§ RECORDS TO PROCESS:
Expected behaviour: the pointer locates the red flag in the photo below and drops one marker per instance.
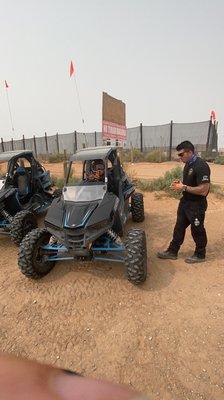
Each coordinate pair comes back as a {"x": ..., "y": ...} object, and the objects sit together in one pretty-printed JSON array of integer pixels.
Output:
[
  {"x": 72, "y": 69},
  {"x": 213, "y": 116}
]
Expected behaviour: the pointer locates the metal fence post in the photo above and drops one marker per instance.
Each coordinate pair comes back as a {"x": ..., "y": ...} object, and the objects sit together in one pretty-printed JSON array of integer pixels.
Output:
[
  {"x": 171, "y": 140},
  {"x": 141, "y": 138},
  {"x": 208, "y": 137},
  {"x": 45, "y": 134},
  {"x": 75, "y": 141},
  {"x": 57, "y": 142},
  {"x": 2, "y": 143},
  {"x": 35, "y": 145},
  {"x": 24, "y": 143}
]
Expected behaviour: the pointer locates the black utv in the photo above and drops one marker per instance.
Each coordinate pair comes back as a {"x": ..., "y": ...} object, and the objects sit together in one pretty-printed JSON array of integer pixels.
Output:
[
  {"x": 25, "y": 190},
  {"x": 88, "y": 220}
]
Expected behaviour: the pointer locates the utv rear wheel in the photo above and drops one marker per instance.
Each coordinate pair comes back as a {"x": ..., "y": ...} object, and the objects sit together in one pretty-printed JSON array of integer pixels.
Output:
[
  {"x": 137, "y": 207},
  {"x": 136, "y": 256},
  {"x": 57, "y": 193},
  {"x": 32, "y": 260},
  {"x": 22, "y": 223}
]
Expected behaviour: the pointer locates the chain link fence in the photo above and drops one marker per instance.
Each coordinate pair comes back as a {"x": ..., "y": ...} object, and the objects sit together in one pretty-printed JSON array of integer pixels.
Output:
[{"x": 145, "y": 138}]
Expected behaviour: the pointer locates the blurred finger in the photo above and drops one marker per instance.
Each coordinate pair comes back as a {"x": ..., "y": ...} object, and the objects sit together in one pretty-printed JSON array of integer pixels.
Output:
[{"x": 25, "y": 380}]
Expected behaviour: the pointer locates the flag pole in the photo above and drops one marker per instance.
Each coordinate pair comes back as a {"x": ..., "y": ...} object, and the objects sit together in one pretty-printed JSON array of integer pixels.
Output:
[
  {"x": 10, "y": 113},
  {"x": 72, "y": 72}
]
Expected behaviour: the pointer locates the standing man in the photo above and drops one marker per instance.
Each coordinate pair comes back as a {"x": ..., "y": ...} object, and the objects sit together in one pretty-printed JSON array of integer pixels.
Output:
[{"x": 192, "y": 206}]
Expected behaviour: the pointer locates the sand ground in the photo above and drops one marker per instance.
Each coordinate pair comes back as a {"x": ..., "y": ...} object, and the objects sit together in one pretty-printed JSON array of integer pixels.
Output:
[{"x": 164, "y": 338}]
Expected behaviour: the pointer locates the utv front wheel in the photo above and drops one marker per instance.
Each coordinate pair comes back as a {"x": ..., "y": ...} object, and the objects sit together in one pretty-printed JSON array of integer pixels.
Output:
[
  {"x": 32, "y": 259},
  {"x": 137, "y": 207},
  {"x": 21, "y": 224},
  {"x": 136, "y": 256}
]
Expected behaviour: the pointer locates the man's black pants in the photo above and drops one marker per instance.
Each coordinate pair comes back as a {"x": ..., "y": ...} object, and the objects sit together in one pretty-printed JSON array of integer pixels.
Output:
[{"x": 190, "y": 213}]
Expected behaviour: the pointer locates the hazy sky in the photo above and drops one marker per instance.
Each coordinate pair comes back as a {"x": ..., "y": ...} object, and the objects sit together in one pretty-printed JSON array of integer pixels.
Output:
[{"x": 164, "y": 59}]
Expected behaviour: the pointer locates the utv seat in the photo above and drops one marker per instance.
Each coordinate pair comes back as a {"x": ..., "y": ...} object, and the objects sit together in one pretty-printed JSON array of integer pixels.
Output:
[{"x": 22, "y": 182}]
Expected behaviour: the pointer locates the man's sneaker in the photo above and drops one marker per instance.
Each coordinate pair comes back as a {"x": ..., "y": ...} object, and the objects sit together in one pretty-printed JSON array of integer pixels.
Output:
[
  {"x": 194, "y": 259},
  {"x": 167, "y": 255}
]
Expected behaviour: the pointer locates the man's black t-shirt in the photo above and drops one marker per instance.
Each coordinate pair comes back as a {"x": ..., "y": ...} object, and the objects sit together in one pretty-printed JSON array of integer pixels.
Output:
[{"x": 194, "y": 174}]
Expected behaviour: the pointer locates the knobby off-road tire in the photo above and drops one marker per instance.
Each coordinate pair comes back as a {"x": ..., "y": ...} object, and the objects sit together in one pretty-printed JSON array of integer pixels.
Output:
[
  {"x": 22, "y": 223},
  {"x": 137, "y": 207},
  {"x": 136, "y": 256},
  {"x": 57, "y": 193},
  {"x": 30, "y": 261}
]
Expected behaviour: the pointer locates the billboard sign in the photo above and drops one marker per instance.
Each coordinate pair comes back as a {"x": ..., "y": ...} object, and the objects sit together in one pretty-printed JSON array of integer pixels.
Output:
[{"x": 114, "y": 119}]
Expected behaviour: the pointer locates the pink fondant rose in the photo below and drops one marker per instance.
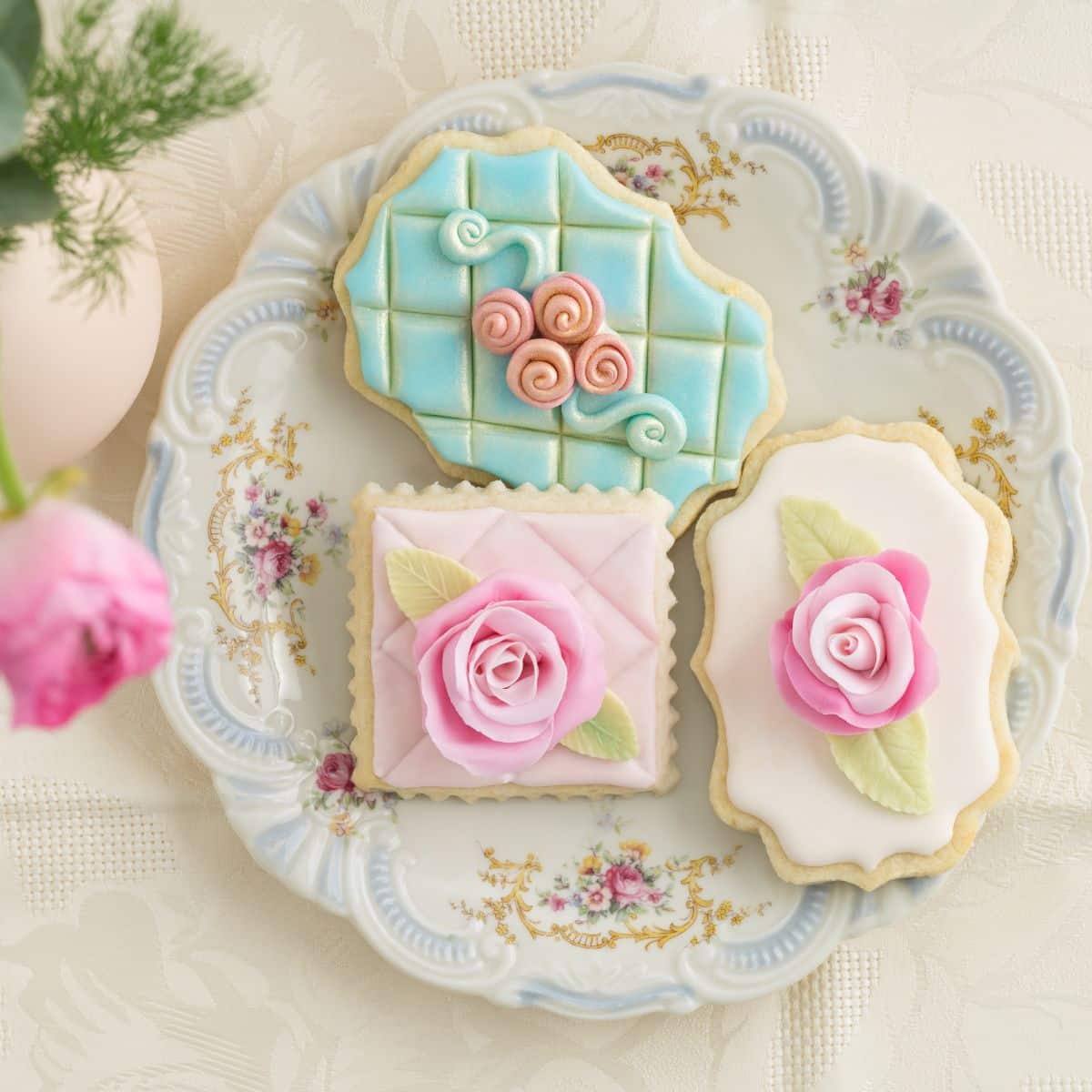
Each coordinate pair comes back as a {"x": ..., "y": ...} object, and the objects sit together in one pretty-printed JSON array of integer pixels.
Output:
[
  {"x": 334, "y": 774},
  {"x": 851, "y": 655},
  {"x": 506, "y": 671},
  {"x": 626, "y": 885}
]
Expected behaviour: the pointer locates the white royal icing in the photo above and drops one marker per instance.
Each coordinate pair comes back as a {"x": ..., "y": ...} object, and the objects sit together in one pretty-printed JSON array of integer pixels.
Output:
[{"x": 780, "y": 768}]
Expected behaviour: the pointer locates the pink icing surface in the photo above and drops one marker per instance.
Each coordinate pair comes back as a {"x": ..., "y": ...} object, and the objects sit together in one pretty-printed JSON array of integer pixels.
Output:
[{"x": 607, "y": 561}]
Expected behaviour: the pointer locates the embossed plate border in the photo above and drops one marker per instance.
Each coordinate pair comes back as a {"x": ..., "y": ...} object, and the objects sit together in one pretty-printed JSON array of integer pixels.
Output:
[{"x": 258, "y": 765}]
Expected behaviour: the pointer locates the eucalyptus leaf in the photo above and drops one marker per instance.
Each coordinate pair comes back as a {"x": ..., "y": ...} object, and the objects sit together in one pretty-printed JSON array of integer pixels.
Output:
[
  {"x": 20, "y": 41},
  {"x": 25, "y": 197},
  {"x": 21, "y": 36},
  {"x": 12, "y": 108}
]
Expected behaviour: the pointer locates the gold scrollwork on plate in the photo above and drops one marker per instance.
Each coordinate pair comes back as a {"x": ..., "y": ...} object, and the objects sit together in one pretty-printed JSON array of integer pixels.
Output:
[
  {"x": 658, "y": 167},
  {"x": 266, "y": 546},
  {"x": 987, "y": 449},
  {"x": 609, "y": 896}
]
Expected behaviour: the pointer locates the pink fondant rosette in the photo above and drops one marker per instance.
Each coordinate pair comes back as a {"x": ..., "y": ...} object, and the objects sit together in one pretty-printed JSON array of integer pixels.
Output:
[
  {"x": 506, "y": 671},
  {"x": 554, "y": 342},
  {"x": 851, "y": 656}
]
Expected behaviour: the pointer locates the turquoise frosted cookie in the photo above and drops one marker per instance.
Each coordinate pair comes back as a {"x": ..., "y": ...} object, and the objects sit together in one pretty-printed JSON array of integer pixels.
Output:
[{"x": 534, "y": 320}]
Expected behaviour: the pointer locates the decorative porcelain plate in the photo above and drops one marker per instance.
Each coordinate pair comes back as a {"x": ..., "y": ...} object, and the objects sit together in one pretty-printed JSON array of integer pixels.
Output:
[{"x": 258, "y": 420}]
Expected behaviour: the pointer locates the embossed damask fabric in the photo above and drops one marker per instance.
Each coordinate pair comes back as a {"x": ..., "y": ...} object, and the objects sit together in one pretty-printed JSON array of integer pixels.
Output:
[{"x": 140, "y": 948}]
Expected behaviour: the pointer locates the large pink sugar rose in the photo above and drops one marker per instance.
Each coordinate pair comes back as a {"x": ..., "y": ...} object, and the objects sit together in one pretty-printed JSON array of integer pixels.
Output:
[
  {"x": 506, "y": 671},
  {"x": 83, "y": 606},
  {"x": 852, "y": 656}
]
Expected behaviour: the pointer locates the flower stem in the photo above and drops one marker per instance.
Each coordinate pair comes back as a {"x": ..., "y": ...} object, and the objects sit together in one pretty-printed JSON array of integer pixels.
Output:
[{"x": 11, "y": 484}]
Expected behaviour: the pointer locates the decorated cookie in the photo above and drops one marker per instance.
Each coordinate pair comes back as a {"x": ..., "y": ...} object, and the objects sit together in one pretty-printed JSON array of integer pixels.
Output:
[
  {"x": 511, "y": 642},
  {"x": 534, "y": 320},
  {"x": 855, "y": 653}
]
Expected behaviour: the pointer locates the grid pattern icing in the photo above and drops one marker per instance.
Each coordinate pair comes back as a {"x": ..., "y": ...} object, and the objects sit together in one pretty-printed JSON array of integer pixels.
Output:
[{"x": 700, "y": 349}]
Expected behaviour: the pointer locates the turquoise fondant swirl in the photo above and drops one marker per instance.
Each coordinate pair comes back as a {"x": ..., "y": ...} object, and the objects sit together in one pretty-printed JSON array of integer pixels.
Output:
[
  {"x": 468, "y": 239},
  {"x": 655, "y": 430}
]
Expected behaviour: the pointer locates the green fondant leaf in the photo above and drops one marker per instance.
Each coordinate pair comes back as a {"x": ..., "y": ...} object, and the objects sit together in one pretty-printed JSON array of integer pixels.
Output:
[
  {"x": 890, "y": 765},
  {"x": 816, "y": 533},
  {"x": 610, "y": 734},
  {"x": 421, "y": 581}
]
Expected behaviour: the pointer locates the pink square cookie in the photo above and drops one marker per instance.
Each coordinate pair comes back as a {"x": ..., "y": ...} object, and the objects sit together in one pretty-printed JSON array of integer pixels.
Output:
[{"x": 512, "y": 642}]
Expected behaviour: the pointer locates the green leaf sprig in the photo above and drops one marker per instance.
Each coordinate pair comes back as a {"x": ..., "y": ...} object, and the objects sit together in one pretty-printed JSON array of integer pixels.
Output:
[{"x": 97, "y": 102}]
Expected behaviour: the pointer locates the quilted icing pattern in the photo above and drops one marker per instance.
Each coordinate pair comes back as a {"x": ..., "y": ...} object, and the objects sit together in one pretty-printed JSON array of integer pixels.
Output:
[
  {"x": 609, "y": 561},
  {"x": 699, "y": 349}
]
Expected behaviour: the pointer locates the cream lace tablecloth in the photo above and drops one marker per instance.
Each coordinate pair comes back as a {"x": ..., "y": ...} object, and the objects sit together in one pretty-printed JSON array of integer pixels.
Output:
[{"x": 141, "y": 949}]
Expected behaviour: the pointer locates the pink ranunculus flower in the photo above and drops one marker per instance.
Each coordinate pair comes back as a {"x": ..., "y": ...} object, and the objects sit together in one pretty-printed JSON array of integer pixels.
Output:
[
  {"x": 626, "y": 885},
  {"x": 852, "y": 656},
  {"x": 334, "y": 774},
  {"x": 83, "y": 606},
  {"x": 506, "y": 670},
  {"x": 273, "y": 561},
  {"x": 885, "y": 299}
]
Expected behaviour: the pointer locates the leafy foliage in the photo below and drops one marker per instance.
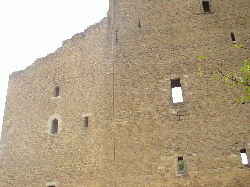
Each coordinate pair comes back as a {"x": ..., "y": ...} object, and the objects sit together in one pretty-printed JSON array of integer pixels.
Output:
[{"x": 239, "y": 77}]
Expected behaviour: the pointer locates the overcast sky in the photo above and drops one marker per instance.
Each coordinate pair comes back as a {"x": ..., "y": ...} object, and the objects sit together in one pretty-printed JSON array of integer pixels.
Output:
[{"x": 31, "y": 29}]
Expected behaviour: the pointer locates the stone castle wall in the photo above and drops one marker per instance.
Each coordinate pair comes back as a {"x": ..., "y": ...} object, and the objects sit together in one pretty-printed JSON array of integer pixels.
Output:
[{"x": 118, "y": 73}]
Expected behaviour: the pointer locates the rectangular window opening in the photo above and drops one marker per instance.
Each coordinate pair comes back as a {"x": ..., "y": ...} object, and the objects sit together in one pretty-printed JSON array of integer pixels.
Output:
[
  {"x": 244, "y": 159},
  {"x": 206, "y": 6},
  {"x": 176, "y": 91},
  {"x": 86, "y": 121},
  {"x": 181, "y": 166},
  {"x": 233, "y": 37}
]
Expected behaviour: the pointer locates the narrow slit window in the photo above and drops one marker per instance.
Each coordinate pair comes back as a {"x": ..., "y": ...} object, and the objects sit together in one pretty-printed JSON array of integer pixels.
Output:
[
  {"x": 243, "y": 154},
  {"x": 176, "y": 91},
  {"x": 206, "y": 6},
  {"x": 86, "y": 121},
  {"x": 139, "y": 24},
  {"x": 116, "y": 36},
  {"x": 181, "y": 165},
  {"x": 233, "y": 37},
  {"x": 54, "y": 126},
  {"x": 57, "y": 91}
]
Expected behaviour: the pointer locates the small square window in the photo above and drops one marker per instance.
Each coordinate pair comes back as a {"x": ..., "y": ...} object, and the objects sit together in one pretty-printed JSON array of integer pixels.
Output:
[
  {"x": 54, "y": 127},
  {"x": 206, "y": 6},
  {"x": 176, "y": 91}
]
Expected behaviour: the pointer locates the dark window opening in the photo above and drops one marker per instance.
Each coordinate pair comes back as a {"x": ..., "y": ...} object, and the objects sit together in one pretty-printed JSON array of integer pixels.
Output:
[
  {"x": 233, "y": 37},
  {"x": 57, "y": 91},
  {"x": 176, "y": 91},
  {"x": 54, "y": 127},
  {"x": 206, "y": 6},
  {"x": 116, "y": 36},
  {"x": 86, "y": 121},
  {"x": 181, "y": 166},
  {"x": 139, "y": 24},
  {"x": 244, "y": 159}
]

§ TASK TO CARRY OUT: Reproduce the lines of the entries above exactly, but only from the line containing "Expected behaviour: the pointer locates the rectangular" through the final line.

§ TASK SOLUTION:
Expected behaviour: the pointer locates the rectangular window opening in the photo above and drops one marker per instance.
Each coordinate pair comes back as a {"x": ..., "y": ...} object, and the objects sit together in one pretty-printed JSON array of integer pixels.
Output:
[
  {"x": 244, "y": 159},
  {"x": 206, "y": 6},
  {"x": 176, "y": 91},
  {"x": 86, "y": 121},
  {"x": 181, "y": 166},
  {"x": 233, "y": 37}
]
Expected behaviour: the pointer locates the narrow slit window in the photo above and drops one marker per instance.
Each coordinate pair comes back as a {"x": ..., "y": ...} object, and the objects sit together in one pretty-printed JSON array of integer pixels.
Output:
[
  {"x": 243, "y": 154},
  {"x": 176, "y": 91},
  {"x": 206, "y": 6},
  {"x": 86, "y": 121},
  {"x": 139, "y": 24},
  {"x": 116, "y": 36},
  {"x": 181, "y": 165},
  {"x": 233, "y": 37},
  {"x": 54, "y": 126},
  {"x": 57, "y": 91}
]
Expected behaviour: the pointer locates the small square window in the photo above and drops one marker per instance.
Each coordinate pair comes back as a {"x": ..., "y": ...} object, and the objects sit together in one pretty-printed JSON array of integer pixels.
Output:
[
  {"x": 54, "y": 127},
  {"x": 206, "y": 6},
  {"x": 176, "y": 91}
]
Expected behaviour: the pointer locates the dark window opening in the photo above and drops one marker per instance.
Each coordinate pair comes back as a {"x": ..., "y": ...} object, and the objects sit together in one pretty-printed JSON array of integer pixels.
Output:
[
  {"x": 233, "y": 37},
  {"x": 57, "y": 91},
  {"x": 176, "y": 91},
  {"x": 54, "y": 127},
  {"x": 206, "y": 6},
  {"x": 116, "y": 36},
  {"x": 86, "y": 121},
  {"x": 181, "y": 166},
  {"x": 139, "y": 24},
  {"x": 244, "y": 159}
]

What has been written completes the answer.